Selected text:
===

These terms and conditions (Conditions) set out the basis on which Practice Enterprise Limited (registered company number 05098852) (us or we) will provide our Professional Dentistry service comprised of training programmes and materials to a customer (you). By booking or subscribing to our training programmes you are agreeing to be bound by these Conditions.
In these Conditions, the following expressions have the following meanings:
Authorised Users means such of your personnel whom we both agree are entitled to attend or access the Programmes.
Booking means a request by you to attend or access a specified Programme or Programmes from our range of available Programmes which is accepted in writing by us.
Business Day means any day when the banks in London are open for non-automated business.
Conference means a training session where training is delivered face to face at a venue chosen by us.

===

Point labeling dataset excerpts
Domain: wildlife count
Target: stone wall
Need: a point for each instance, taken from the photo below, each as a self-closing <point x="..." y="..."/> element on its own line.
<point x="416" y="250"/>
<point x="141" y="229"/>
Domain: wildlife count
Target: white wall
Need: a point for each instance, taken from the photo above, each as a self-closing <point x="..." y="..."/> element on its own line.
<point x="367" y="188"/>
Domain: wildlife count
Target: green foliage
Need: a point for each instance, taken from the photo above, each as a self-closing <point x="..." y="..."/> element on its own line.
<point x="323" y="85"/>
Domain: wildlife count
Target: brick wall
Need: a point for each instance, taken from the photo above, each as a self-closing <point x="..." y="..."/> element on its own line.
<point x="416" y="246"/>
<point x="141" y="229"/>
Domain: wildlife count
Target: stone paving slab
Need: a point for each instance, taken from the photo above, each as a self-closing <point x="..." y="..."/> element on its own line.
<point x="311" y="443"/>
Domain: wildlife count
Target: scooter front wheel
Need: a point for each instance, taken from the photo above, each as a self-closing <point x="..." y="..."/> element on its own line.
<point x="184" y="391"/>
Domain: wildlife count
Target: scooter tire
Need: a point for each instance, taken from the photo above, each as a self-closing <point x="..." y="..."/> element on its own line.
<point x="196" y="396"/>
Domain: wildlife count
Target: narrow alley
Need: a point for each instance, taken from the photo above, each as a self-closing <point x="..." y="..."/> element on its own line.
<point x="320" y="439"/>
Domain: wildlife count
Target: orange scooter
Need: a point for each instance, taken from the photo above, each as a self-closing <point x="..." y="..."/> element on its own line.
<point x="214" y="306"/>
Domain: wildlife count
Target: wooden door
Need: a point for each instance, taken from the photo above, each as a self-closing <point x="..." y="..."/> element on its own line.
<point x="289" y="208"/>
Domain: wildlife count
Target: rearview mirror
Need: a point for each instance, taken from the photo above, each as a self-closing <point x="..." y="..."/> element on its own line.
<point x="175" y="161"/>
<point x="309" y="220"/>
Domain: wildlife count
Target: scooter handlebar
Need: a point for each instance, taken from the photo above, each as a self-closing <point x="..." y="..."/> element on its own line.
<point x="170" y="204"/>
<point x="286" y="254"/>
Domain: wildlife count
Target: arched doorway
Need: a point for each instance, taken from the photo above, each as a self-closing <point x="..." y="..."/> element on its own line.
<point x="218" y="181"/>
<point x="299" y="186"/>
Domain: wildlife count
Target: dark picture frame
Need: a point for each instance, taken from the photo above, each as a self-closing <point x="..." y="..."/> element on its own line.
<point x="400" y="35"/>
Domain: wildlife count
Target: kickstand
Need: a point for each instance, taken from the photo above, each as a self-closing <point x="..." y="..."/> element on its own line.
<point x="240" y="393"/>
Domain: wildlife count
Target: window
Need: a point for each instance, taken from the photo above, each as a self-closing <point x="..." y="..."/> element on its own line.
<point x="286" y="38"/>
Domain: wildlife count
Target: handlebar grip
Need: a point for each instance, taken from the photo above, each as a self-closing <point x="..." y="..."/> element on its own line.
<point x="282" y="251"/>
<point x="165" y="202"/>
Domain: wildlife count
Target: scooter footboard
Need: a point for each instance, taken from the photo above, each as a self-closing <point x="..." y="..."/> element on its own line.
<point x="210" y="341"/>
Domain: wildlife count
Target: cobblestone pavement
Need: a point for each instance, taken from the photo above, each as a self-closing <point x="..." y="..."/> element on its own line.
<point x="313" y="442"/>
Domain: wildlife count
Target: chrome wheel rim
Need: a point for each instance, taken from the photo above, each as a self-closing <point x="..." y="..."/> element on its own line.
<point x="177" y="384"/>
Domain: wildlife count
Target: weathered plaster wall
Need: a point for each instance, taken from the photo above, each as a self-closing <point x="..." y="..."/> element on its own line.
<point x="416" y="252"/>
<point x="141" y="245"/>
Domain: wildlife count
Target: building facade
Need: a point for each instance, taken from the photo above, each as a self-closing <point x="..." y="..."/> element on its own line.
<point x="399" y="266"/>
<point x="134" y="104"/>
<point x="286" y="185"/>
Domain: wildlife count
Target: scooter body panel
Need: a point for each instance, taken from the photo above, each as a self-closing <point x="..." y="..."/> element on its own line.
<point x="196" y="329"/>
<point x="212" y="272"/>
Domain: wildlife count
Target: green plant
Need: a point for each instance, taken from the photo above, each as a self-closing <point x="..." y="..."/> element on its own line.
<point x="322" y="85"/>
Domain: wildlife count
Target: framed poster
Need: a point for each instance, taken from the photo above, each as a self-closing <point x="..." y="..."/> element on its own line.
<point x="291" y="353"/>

===

List of tasks:
- a) Rewrite everything from "Booking means a" down to "for non-automated business." in the terms and conditions, putting "Manchester" in place of "London".
- b) Pull out every line of the listing that contains the string "handlebar".

Answers provided:
- a)
Booking means a request by you to attend or access a specified Programme or Programmes from our range of available Programmes which is accepted in writing by us.
Business Day means any day when the banks in Manchester are open for non-automated business.

- b)
Target: scooter handlebar
Target: handlebar grip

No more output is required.